====== Dataset records ======

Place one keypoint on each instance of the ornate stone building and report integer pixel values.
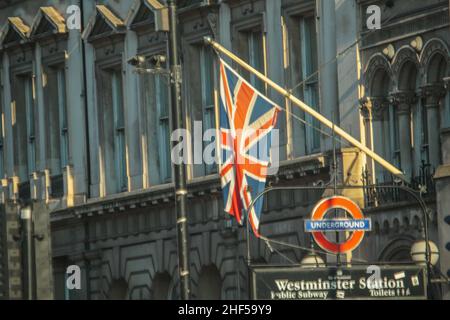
(84, 139)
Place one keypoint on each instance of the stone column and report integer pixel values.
(432, 95)
(403, 102)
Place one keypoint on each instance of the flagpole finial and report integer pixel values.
(207, 40)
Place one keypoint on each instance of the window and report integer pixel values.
(395, 136)
(303, 61)
(208, 100)
(251, 46)
(424, 148)
(30, 126)
(64, 131)
(310, 80)
(155, 108)
(119, 129)
(162, 107)
(256, 57)
(56, 119)
(2, 165)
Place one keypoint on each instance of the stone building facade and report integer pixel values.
(84, 139)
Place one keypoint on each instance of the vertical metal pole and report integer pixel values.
(179, 169)
(26, 216)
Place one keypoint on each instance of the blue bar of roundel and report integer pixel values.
(338, 225)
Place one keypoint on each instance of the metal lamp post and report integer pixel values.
(166, 21)
(178, 169)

======

> _Problem requirements_: Rewrite every row above, requests included, and scale each x and y pixel coordinate in the answers by 0.55, rounding to whole numbers with halves going up. Leave the pictures out.

> _Expected answer_:
Place one keypoint on each instance of the ornate stone building and report integer pixel values.
(46, 76)
Place one keypoint on each instance of the stone column and report integer pixel values.
(238, 52)
(222, 56)
Place one keypoint on each instance of the flagpole finial and report integer pixel values.
(114, 22)
Place one keypoint on each instance of the window and report integer pixel values.
(217, 75)
(167, 34)
(114, 55)
(138, 25)
(233, 81)
(17, 69)
(35, 72)
(171, 44)
(85, 59)
(65, 71)
(89, 59)
(141, 31)
(31, 65)
(1, 91)
Place one keypoint on each instance of the stone building facade and report integer pixel values.
(46, 76)
Place one keypoint on each instance of the vertical metal pole and report integer pixel values.
(98, 93)
(14, 119)
Place one keypoint on each instance of the blue bar of roundel and report integer pixel values.
(186, 124)
Place one keypoint on each instance of the metal lamp post and report integer pixel values.
(91, 12)
(98, 93)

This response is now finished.